→ **読解文**
DiffusersでDreamBoothを試してみる(Stable Diffusion v1.4のファインチューニング)

はじめに

DreamBoothという手法でStable Diffusion v1.4のファインチューニングを行います。

ローカルで動かしたい時にどういった設定で動くかいろいろさぐってみました。

環境構築

PC環境

使用したPCはこちらです。
RTX 3080 Laptop (VRAM 16GB)搭載モデルです。

bitsandbytesがWindowsで動作しないのでWSL2を使用しています。

Ubuntu 20.04 on WSL2 (Windows 11)
CUDA 11.6.2
Python 3.8.10

Python環境の構築

pip install torch==1.13.1+cu116 torchvision==0.14.1+cu116 --extra-index-url https://download.pytorch.org/whl/cu116
pip install git+https://github.com/huggingface/diffusers.git
pip install git+https://github.com/huggingface/transformers.git
pip install accelerate==0.15.0 scipy==1.10.0 datasets==2.8.0 ftfy==6.1.1 tensorboard==2.11.2

Pythonスクリプトのダウンロード

こちらを使用させて頂きました。

→ **資料一覧**
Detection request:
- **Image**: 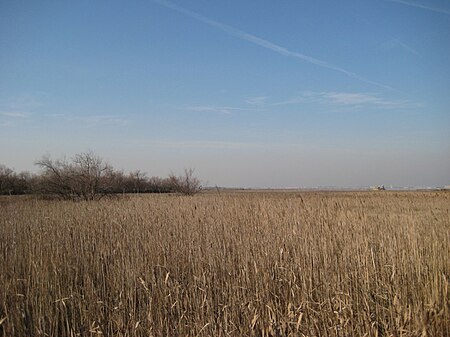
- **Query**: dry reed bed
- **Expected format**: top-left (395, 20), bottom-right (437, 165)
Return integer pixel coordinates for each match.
top-left (0, 192), bottom-right (450, 336)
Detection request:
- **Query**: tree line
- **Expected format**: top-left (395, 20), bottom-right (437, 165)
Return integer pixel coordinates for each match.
top-left (0, 152), bottom-right (201, 200)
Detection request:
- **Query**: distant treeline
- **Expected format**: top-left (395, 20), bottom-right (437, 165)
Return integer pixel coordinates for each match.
top-left (0, 152), bottom-right (201, 200)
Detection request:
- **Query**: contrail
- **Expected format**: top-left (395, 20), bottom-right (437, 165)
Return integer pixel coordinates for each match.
top-left (388, 0), bottom-right (450, 15)
top-left (153, 0), bottom-right (395, 90)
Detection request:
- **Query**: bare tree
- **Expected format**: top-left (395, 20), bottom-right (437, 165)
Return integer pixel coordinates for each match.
top-left (36, 152), bottom-right (114, 201)
top-left (169, 168), bottom-right (202, 195)
top-left (0, 165), bottom-right (14, 194)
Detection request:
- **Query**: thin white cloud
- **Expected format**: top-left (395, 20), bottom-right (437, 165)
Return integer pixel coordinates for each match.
top-left (46, 114), bottom-right (129, 128)
top-left (387, 0), bottom-right (450, 15)
top-left (245, 96), bottom-right (268, 106)
top-left (392, 38), bottom-right (421, 57)
top-left (186, 105), bottom-right (255, 115)
top-left (153, 0), bottom-right (394, 90)
top-left (0, 111), bottom-right (29, 118)
top-left (273, 91), bottom-right (413, 108)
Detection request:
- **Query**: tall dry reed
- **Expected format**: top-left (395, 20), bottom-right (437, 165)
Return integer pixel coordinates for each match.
top-left (0, 192), bottom-right (450, 336)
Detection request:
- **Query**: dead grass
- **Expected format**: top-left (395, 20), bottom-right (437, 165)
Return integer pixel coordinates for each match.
top-left (0, 192), bottom-right (450, 336)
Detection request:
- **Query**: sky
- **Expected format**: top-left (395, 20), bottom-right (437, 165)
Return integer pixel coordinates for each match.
top-left (0, 0), bottom-right (450, 188)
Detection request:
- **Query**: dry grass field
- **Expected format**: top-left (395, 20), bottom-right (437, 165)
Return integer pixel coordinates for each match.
top-left (0, 192), bottom-right (450, 336)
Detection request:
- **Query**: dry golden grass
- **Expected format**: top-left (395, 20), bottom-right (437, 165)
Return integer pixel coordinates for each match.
top-left (0, 192), bottom-right (450, 336)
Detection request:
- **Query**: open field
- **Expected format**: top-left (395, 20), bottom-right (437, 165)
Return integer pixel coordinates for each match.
top-left (0, 192), bottom-right (450, 336)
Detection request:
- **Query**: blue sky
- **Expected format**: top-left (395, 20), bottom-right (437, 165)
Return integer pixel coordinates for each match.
top-left (0, 0), bottom-right (450, 187)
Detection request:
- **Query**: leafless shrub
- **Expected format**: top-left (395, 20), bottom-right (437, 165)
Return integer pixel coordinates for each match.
top-left (169, 168), bottom-right (202, 195)
top-left (36, 152), bottom-right (115, 201)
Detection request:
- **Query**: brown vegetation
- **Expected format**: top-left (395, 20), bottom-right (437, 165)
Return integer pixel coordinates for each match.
top-left (0, 192), bottom-right (450, 336)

→ **課題の指示**
上のDreamBoothの記事から、「DiffusersでDreamBoothを試してみる(Stable Diffusion v1.4のファインチューニング)」で始まり「使用したPCはこちらです。」まで続く部分を、一字も変えずに書き写してもらえますか？

→ **演習の解答**
DiffusersでDreamBoothを試してみる(Stable Diffusion v1.4のファインチューニング)

はじめに

DreamBoothという手法でStable Diffusion v1.4のファインチューニングを行います。

ローカルで動かしたい時にどういった設定で動くかいろいろさぐってみました。

環境構築

PC環境

使用したPCはこちらです。